> **Task goal**: Please retype every one of the records below, reproducing each line character for character.

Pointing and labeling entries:
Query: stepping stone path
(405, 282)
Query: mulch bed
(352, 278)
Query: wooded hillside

> **Written solution**:
Query: stepping stone path
(405, 282)
Query: mulch bed
(352, 278)
Query: wooded hillside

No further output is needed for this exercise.